Start of Block

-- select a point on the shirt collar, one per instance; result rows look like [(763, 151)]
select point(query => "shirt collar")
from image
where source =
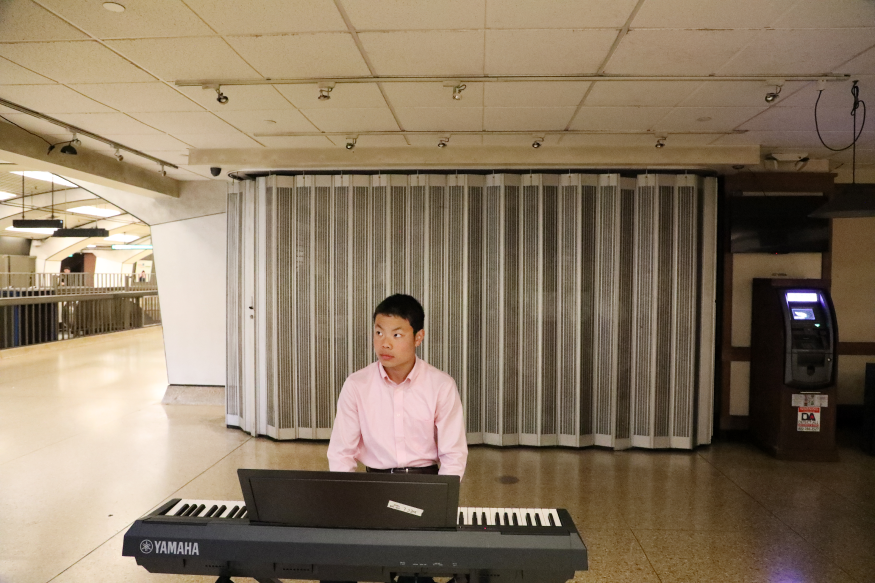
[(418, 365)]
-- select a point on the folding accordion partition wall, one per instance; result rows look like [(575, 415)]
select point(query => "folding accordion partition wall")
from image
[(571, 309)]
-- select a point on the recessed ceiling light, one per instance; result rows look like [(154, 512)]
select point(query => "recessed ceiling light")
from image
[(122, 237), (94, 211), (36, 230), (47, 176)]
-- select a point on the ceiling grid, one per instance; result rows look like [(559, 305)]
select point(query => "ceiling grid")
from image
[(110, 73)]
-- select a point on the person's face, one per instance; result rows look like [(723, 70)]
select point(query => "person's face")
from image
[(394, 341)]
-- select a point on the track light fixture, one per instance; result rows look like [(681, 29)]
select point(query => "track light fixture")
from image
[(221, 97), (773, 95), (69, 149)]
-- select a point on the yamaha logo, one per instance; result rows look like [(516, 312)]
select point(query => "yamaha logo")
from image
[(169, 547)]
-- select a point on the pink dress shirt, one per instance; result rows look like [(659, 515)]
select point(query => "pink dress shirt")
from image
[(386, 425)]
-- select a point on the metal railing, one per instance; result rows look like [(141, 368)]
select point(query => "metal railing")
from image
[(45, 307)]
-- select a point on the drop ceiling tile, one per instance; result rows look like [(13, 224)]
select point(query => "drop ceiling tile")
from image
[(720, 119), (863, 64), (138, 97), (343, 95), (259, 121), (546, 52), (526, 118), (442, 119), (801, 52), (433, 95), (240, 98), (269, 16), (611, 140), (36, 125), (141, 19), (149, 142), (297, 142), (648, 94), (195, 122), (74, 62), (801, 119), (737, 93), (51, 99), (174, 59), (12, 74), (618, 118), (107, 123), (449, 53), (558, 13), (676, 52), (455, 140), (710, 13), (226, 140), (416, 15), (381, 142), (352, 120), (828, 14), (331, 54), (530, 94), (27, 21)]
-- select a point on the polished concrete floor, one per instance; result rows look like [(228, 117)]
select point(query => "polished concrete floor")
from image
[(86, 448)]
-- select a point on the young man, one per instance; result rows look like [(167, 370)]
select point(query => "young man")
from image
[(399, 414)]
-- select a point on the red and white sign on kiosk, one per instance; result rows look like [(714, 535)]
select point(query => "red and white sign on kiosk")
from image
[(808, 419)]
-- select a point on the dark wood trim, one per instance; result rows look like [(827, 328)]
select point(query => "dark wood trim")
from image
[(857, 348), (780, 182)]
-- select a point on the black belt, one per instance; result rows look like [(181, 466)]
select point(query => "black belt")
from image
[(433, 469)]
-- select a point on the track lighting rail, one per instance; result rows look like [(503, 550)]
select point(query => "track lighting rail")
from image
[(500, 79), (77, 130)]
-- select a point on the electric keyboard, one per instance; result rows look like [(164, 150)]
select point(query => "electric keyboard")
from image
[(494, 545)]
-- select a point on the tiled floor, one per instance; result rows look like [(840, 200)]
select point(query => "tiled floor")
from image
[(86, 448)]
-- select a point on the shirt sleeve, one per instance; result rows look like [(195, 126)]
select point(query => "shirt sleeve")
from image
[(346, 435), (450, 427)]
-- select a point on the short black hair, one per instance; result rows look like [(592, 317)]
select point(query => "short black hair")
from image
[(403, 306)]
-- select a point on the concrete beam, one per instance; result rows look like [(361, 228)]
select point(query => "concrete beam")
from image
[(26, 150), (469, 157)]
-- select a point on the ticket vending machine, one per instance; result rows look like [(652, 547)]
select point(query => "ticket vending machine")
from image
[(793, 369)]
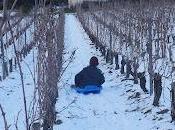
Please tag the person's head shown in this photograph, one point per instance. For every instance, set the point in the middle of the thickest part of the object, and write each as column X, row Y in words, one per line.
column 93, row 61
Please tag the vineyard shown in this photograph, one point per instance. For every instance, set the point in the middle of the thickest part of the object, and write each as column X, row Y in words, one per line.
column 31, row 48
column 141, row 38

End of Block

:: YOUR INSTRUCTIONS ::
Every line in the records above that contains the word "lighting" should be copied out.

:: RESULT OF THIS EXERCISE ::
-- select a point on the track lighting rail, one per instance; result rows look like [(503, 550)]
select point(query => "track lighting rail")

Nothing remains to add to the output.